Will you write out the data exactly, excluding every picture?

(Collected data entries)

○ ○ ○

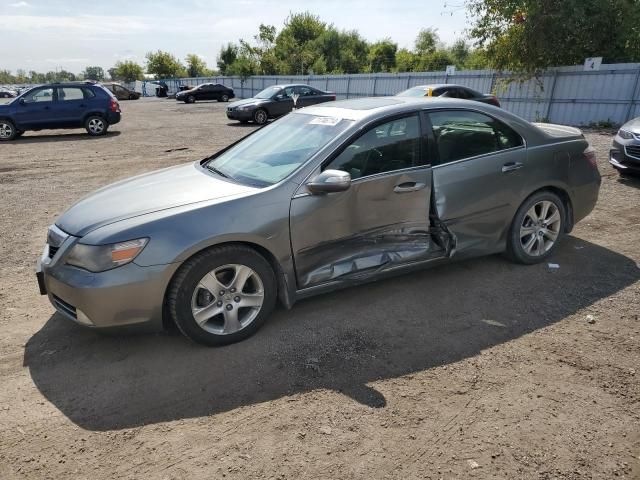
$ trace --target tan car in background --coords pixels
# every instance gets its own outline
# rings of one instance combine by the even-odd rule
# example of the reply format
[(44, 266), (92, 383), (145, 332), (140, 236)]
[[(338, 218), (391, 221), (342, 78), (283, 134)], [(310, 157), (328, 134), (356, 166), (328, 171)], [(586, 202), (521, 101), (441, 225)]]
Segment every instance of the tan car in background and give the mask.
[(124, 87), (119, 83), (103, 83), (102, 85), (113, 93), (118, 100), (138, 100), (140, 98), (140, 94), (138, 92), (129, 90), (127, 87)]

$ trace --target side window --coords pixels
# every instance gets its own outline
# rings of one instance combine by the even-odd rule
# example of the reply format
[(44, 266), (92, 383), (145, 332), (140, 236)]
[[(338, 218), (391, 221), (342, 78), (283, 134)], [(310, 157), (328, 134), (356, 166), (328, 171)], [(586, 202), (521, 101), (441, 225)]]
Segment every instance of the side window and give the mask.
[(294, 91), (294, 87), (287, 87), (284, 90), (282, 90), (282, 94), (285, 97), (291, 98), (291, 95), (293, 95), (293, 91)]
[(523, 145), (502, 122), (478, 112), (451, 110), (429, 114), (440, 164)]
[(458, 98), (469, 99), (473, 98), (473, 93), (466, 88), (458, 88)]
[(418, 115), (371, 128), (354, 140), (327, 169), (349, 172), (352, 179), (422, 165)]
[(26, 97), (24, 97), (27, 103), (41, 103), (53, 101), (53, 88), (40, 88)]
[(309, 87), (297, 87), (296, 88), (298, 95), (301, 97), (309, 97), (311, 95), (315, 95), (315, 92)]
[(58, 88), (58, 101), (68, 102), (71, 100), (83, 100), (84, 95), (82, 90), (77, 87), (62, 87)]
[[(120, 87), (122, 88), (122, 87)], [(124, 90), (124, 88), (122, 88), (122, 90)], [(84, 98), (93, 98), (96, 96), (95, 92), (89, 88), (83, 88), (82, 89), (82, 93), (84, 94)]]

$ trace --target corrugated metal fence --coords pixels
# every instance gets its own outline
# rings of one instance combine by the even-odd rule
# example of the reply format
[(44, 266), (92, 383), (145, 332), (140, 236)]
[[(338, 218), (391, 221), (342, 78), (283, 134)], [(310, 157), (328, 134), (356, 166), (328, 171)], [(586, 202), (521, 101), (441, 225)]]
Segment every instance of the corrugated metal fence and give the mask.
[[(495, 93), (503, 108), (527, 120), (566, 125), (597, 122), (622, 124), (640, 116), (640, 64), (602, 65), (597, 71), (582, 66), (559, 67), (536, 79), (509, 81), (514, 77), (492, 70), (469, 70), (447, 75), (445, 72), (379, 73), (357, 75), (297, 75), (207, 77), (164, 80), (170, 92), (180, 85), (221, 83), (235, 90), (240, 98), (252, 97), (275, 84), (306, 83), (336, 92), (338, 99), (394, 95), (422, 84), (456, 83), (480, 92)], [(148, 88), (153, 87), (153, 88)], [(155, 85), (147, 84), (155, 92)]]

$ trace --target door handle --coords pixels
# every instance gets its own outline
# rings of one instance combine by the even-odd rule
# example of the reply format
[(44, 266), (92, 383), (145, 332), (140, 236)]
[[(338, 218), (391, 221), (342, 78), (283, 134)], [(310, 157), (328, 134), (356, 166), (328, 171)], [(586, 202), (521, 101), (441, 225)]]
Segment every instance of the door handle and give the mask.
[(502, 166), (502, 173), (508, 173), (508, 172), (513, 172), (514, 170), (518, 170), (520, 168), (524, 167), (523, 163), (520, 162), (509, 162), (509, 163), (505, 163)]
[(424, 187), (426, 187), (425, 183), (404, 182), (400, 185), (396, 185), (393, 191), (396, 193), (417, 192), (418, 190), (422, 190)]
[(86, 105), (84, 103), (81, 103), (80, 105), (78, 105), (79, 108), (85, 108)]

○ ○ ○

> _RESPONSE_:
$ trace --target tan car in background --coords pixels
# every instance gets its own outline
# rings of one instance combine by the even-odd rule
# example of the reply format
[(44, 266), (92, 383), (145, 332), (140, 236)]
[[(338, 218), (391, 221), (342, 78), (283, 134)], [(310, 157), (328, 134), (356, 166), (328, 171)], [(586, 202), (521, 101), (441, 225)]]
Segment every instance of the tan car in background and give the mask.
[(124, 87), (119, 83), (103, 83), (102, 85), (113, 93), (118, 100), (138, 100), (140, 98), (140, 94), (138, 92), (129, 90), (127, 87)]

$ trace --target side window --coords pixels
# every instance gets its own outline
# rings of one instance combine by the even-odd rule
# example of the reply format
[(44, 266), (92, 383), (145, 332), (140, 236)]
[[(338, 218), (391, 221), (342, 78), (283, 134)], [(310, 157), (328, 134), (356, 166), (328, 171)], [(586, 202), (521, 101), (441, 225)]]
Segment every instance of the side window and give the mask.
[(294, 91), (294, 87), (287, 87), (284, 90), (282, 90), (282, 94), (285, 97), (291, 98), (291, 95), (293, 95), (293, 91)]
[(523, 145), (502, 122), (478, 112), (451, 110), (429, 114), (440, 164)]
[(458, 98), (469, 99), (473, 98), (473, 93), (466, 88), (458, 88)]
[(418, 115), (371, 128), (354, 140), (327, 169), (349, 172), (352, 179), (422, 165)]
[(26, 97), (24, 97), (27, 103), (41, 103), (53, 101), (53, 88), (40, 88)]
[(309, 87), (297, 87), (296, 88), (298, 95), (301, 97), (309, 97), (311, 95), (315, 95), (315, 92)]
[(58, 88), (58, 101), (68, 102), (71, 100), (83, 100), (84, 95), (82, 90), (77, 87), (62, 87)]
[[(120, 87), (122, 88), (122, 87)], [(124, 90), (124, 88), (122, 88), (122, 90)], [(84, 98), (93, 98), (96, 96), (95, 92), (89, 88), (83, 88), (82, 89), (82, 93), (84, 94)]]

$ trace --target corrugated metal fence --coords pixels
# every instance gets its own outline
# rings of one instance combine by the even-odd rule
# example of the reply format
[(44, 266), (92, 383), (145, 332), (140, 236)]
[[(338, 218), (391, 221), (342, 78), (283, 134)], [(310, 157), (328, 134), (356, 166), (328, 171)], [(586, 202), (521, 101), (441, 225)]]
Segment every instance of the corrugated metal fence and give the mask.
[[(495, 93), (503, 108), (527, 120), (566, 125), (597, 122), (622, 124), (640, 116), (640, 64), (602, 65), (597, 71), (582, 66), (559, 67), (536, 79), (509, 81), (514, 77), (492, 70), (469, 70), (447, 75), (445, 72), (379, 73), (357, 75), (297, 75), (207, 77), (164, 80), (170, 92), (180, 85), (221, 83), (235, 90), (240, 98), (252, 97), (275, 84), (306, 83), (336, 92), (338, 99), (394, 95), (422, 84), (456, 83), (480, 92)], [(148, 88), (153, 87), (153, 88)], [(155, 85), (147, 84), (155, 92)]]

$ trace --target door handle --coords pixels
# every instance gets its own outline
# rings of one instance combine by the even-odd rule
# example of the reply format
[(44, 266), (92, 383), (145, 332), (140, 236)]
[[(338, 218), (391, 221), (342, 78), (283, 134)], [(310, 157), (328, 134), (356, 166), (328, 171)], [(586, 202), (521, 101), (441, 225)]]
Segment every instance of the door handle and give the mask.
[(502, 166), (502, 173), (508, 173), (508, 172), (513, 172), (514, 170), (518, 170), (520, 168), (524, 167), (523, 163), (520, 162), (509, 162), (509, 163), (505, 163)]
[(424, 187), (426, 187), (425, 183), (404, 182), (400, 185), (396, 185), (393, 191), (396, 193), (417, 192), (418, 190), (422, 190)]
[(86, 105), (84, 103), (81, 103), (80, 105), (78, 105), (79, 108), (85, 108)]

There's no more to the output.